Requirement: Copy out the listing below word for word, every line, with nothing changed.

Input rows:

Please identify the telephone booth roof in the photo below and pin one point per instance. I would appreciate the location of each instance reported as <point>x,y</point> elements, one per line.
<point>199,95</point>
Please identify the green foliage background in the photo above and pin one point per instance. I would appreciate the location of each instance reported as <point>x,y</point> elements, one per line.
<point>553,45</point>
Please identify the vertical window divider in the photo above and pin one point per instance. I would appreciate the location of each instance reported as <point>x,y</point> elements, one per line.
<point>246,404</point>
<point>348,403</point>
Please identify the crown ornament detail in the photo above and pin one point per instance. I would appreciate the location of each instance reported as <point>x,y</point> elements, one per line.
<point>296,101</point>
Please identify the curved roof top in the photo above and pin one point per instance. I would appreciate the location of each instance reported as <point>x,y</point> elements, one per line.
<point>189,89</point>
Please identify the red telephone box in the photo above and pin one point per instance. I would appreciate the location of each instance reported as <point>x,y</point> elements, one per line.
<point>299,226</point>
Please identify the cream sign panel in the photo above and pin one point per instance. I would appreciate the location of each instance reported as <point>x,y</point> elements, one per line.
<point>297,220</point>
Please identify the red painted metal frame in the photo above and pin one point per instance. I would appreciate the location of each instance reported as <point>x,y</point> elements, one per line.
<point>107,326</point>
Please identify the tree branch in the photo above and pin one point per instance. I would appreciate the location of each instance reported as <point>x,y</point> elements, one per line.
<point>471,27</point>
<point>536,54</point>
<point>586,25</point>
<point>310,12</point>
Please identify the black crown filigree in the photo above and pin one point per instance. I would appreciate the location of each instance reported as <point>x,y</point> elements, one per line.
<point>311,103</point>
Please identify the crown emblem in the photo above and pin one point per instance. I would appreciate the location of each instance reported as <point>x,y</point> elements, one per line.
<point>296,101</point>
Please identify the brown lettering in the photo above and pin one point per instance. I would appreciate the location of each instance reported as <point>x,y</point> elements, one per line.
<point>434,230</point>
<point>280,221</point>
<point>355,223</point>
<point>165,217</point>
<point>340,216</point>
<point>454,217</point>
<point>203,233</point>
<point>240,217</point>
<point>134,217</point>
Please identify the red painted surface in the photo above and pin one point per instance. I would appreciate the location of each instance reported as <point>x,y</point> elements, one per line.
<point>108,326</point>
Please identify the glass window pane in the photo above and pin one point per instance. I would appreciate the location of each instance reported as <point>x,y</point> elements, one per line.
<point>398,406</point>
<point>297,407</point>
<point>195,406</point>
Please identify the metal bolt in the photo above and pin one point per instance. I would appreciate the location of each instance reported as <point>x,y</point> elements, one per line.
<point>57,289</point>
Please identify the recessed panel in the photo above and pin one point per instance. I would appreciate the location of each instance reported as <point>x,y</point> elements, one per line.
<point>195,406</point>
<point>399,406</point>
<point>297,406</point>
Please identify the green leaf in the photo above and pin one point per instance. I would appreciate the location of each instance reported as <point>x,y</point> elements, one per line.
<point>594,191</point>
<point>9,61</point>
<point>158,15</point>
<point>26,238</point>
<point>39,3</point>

Finished answer:
Please identify the telephone booth roof in the photo below and pin one point per instance. I would appreciate the location of each instance reported as <point>x,y</point> elements, one per line.
<point>199,95</point>
Please identify the green foliage background in the photo above and pin one point per instance. I would appreciate the location of each instance reported as <point>x,y</point> elements, one per line.
<point>553,45</point>
Please identify the vertical window divider in the photo above and pin one point per instance. I would appreciate the location of each instance reported as <point>x,y</point> elements, one per line.
<point>246,404</point>
<point>348,403</point>
Please identify the crown ornament detail in the photo above and pin one point per instance. I would appreciate the location of each instance reported as <point>x,y</point> elements, one per line.
<point>296,101</point>
Please identify the curved roof top in the photo above and pin one point per instance. I would appreciate the location of each instance reported as <point>x,y</point> elements, one per line.
<point>189,89</point>
Please identify the red telephone box in the photo above and pin one point per instance. I would appreciate the location of each instance reported as <point>x,y</point> elements, one per line.
<point>299,226</point>
Please identify the cream sign panel in the photo above and pin one point per instance. I would appreciate the location of each instance reported as <point>x,y</point> elements, one per line.
<point>297,220</point>
Please identify the red painted metal frame in the photo above and pin one point per instance. I would appreciate the location of each instance reported as <point>x,y</point> elements, one per line.
<point>107,326</point>
Please identify the tree branch in the photo above and pin one point per instance. I would appreciate the location of each instance reported as <point>x,y</point> elements, one per line.
<point>471,27</point>
<point>536,54</point>
<point>586,25</point>
<point>310,12</point>
Please identify the black crown filigree in the photo above and pin one point per instance. I would appreciate the location of each instance reported as <point>x,y</point> elements, one per line.
<point>311,103</point>
Please identify the crown emblem in the photo above and pin one point per instance. I would appreciate the location of each instance reported as <point>x,y</point> elements, one per line.
<point>296,101</point>
Please identify the brown lettering in the photo above and pin one point per instance. I would appreciate the location of each instance reported as <point>x,y</point> elements, one per line.
<point>434,230</point>
<point>280,221</point>
<point>355,223</point>
<point>165,217</point>
<point>340,216</point>
<point>454,217</point>
<point>203,233</point>
<point>240,217</point>
<point>134,217</point>
Please identify the red painted surface in the photo above and pin one point per instance. I would appreciate the location of each instance reported as <point>x,y</point> elements, one per line.
<point>108,326</point>
Please identify the glass window pane in the photo above and pin one point per instance. I would appreciate the location of each instance reported as <point>x,y</point> elements, one per line.
<point>398,406</point>
<point>297,407</point>
<point>195,406</point>
Please identify the metal bolt in the photo above and pin one point per instance. I would appreciate the location of each instance reported as <point>x,y</point> elements, one per line.
<point>57,289</point>
Please identify the recessed panel in the photo above and pin one point per instance. I would appreciate the location of each instance reported as <point>x,y</point> elements, one per line.
<point>195,406</point>
<point>399,406</point>
<point>297,406</point>
Please identify the green leaf in the photo above and pin one point per instance. I would appreciate the location of each instance reported as <point>x,y</point> elements, one per line.
<point>594,191</point>
<point>9,61</point>
<point>158,15</point>
<point>26,238</point>
<point>39,3</point>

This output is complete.